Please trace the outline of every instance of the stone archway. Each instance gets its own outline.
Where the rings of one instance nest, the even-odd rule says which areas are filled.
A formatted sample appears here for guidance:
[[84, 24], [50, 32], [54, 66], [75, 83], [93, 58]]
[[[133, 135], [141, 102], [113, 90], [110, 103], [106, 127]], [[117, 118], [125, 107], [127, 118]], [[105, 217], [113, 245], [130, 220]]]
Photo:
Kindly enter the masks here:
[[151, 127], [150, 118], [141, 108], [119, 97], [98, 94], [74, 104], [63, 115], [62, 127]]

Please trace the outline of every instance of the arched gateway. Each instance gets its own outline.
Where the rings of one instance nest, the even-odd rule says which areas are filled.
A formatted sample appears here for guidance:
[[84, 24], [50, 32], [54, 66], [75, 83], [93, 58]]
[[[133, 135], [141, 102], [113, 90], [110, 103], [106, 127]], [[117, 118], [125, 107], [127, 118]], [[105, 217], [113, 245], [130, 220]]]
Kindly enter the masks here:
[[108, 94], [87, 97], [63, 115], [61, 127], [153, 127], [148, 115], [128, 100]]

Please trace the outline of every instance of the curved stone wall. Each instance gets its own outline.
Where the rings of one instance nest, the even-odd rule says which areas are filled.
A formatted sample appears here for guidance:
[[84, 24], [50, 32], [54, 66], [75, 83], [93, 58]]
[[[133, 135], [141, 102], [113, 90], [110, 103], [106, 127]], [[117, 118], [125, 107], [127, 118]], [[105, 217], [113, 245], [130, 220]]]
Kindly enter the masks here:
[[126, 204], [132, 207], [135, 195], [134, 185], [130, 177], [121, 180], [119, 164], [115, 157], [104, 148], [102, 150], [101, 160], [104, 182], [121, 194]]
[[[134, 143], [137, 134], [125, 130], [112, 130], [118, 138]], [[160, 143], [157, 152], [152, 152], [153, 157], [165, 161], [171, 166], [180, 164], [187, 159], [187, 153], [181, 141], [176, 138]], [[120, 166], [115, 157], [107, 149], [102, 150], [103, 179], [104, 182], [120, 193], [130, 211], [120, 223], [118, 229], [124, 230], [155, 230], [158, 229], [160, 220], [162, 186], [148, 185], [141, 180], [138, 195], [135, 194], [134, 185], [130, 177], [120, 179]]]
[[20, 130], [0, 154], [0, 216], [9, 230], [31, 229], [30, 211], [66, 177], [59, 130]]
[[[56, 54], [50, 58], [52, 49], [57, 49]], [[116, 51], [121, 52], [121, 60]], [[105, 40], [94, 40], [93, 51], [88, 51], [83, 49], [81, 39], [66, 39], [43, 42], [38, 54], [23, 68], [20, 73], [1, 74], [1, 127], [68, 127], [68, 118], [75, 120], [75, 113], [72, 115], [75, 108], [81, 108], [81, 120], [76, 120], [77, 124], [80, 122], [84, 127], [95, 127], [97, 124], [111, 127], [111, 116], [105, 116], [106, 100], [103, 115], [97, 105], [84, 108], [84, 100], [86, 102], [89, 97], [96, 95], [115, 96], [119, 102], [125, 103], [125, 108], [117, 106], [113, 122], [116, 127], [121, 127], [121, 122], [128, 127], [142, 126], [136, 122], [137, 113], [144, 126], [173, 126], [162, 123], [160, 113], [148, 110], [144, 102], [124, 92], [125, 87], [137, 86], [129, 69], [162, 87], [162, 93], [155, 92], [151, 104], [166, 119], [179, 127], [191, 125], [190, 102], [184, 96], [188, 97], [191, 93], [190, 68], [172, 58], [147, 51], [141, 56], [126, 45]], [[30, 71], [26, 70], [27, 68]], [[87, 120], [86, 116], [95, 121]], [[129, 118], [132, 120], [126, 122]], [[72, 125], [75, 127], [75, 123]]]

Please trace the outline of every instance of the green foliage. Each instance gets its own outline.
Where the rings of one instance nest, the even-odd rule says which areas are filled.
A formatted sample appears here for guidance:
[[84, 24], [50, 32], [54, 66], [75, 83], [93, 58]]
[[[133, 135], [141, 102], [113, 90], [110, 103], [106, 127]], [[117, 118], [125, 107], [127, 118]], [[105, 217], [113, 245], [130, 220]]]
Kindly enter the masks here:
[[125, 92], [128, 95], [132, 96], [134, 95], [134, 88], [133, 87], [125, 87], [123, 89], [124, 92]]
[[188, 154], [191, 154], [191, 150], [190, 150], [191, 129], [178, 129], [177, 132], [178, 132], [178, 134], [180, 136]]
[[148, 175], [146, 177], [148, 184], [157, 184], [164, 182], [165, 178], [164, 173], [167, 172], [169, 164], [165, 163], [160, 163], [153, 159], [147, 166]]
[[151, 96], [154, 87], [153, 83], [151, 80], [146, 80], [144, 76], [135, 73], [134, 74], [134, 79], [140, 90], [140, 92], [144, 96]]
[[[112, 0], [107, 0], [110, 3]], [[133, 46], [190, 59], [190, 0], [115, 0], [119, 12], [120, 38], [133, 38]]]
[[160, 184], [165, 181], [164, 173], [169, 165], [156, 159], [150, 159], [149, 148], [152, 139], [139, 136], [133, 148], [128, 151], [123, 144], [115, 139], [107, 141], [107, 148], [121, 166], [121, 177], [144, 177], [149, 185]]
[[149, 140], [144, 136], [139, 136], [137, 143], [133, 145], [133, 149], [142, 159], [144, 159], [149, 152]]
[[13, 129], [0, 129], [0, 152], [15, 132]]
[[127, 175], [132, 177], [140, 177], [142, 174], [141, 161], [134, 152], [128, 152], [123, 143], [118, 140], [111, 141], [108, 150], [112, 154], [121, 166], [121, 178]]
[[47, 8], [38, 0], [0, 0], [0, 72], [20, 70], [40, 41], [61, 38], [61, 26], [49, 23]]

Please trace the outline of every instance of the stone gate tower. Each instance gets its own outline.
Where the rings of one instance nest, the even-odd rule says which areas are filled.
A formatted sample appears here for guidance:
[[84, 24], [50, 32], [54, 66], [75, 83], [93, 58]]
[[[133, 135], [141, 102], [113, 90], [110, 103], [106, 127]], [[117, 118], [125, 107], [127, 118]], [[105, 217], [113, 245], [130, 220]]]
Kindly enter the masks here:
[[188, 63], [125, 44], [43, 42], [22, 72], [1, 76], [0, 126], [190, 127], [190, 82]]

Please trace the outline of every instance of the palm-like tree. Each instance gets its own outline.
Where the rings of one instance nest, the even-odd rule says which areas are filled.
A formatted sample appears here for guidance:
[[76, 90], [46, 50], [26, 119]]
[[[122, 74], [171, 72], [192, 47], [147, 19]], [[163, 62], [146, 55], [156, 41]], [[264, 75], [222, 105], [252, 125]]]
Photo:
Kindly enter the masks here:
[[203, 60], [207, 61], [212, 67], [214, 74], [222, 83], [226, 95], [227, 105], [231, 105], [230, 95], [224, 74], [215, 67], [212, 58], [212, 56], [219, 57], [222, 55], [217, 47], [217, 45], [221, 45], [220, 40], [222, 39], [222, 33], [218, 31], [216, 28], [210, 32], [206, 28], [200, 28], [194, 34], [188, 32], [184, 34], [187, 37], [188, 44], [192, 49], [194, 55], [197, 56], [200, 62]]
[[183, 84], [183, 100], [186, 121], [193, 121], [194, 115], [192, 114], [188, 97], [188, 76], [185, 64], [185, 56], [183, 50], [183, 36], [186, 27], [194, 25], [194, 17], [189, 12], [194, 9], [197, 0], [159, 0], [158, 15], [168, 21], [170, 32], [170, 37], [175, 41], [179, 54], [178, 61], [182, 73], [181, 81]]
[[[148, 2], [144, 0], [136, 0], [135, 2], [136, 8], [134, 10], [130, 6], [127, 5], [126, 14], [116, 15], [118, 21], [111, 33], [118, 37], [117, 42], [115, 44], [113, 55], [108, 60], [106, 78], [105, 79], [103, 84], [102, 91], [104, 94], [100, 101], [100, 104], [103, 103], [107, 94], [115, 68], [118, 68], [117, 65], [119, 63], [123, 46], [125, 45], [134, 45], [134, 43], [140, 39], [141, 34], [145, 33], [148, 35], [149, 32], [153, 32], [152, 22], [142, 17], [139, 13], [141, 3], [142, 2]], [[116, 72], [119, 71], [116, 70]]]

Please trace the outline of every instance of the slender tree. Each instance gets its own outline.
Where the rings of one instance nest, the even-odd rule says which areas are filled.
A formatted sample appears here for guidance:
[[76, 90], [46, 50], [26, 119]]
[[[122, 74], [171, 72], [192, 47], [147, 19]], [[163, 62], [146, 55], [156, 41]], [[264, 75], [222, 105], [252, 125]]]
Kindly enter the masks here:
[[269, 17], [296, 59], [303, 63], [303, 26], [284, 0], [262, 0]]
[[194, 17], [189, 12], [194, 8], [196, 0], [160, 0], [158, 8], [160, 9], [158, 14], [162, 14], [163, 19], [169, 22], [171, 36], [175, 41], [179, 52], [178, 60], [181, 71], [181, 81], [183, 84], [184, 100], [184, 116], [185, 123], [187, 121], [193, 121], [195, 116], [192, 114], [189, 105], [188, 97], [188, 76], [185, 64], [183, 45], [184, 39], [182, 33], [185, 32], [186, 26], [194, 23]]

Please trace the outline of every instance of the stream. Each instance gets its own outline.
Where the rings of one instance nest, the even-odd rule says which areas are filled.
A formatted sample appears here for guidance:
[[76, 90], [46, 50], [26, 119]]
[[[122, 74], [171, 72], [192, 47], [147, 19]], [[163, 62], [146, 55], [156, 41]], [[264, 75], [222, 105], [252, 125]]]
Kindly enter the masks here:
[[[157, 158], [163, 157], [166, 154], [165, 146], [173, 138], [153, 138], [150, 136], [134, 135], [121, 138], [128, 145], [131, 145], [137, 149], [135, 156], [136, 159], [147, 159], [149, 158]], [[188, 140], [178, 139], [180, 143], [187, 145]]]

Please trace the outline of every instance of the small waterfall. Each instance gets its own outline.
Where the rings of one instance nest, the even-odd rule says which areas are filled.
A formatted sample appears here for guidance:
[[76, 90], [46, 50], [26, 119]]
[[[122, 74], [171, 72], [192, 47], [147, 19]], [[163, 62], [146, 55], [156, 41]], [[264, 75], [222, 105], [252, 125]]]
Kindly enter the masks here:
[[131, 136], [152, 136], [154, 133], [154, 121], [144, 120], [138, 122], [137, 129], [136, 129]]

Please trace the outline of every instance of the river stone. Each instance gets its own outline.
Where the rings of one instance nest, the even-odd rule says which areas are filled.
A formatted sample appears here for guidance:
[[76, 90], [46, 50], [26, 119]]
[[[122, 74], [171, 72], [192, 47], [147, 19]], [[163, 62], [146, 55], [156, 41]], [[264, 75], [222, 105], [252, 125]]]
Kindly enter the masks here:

# [WRITTEN INSTRUCTION]
Return every line of the listing from the one containing "Please trace the outline of every instance of the stream." down to the end of the listing, copied character for character.

# [COMPLETE RESPONSE]
Please trace the outline of every instance of the stream. Each instance gets its own outline.
Where the rings of one instance nest, the even-odd rule says which areas are filled.
A formatted sample appears here for guidance:
[[76, 90], [46, 50], [26, 119]]
[[[122, 74], [171, 72], [192, 47], [147, 19]], [[163, 62], [146, 55], [156, 41]], [[264, 75], [222, 105], [252, 125]]]
Kindly enter the masks here:
[[[157, 158], [163, 157], [166, 154], [165, 146], [173, 138], [153, 138], [150, 136], [134, 135], [121, 138], [128, 145], [131, 145], [137, 149], [135, 156], [136, 159], [147, 159], [149, 158]], [[188, 140], [178, 139], [180, 143], [187, 145]]]

Please trace the outline of every instance of the small waterfall. Each instance gets its own outline.
Where the rings of one instance nest, the even-odd rule says which areas are filled.
A formatted sample appears here for guidance:
[[76, 90], [46, 50], [26, 119]]
[[[122, 74], [171, 72], [192, 47], [147, 19]], [[163, 62], [146, 55], [156, 41]], [[264, 75], [222, 105], [252, 125]]]
Kindly enter the masks here:
[[131, 136], [152, 136], [154, 133], [154, 121], [144, 120], [138, 122], [137, 129], [136, 129]]

Please trace the outline of every instance of the river stone. Each instance gets its own outline.
Where the rings of one instance nest, the even-odd rule says which areas are filled.
A formatted sample appears here for guidance:
[[76, 90], [46, 50], [26, 119]]
[[[122, 74], [171, 72], [192, 47], [147, 19]], [[163, 62], [146, 55], [156, 41]], [[264, 75], [222, 105], [252, 125]]]
Kindly enter the masks here:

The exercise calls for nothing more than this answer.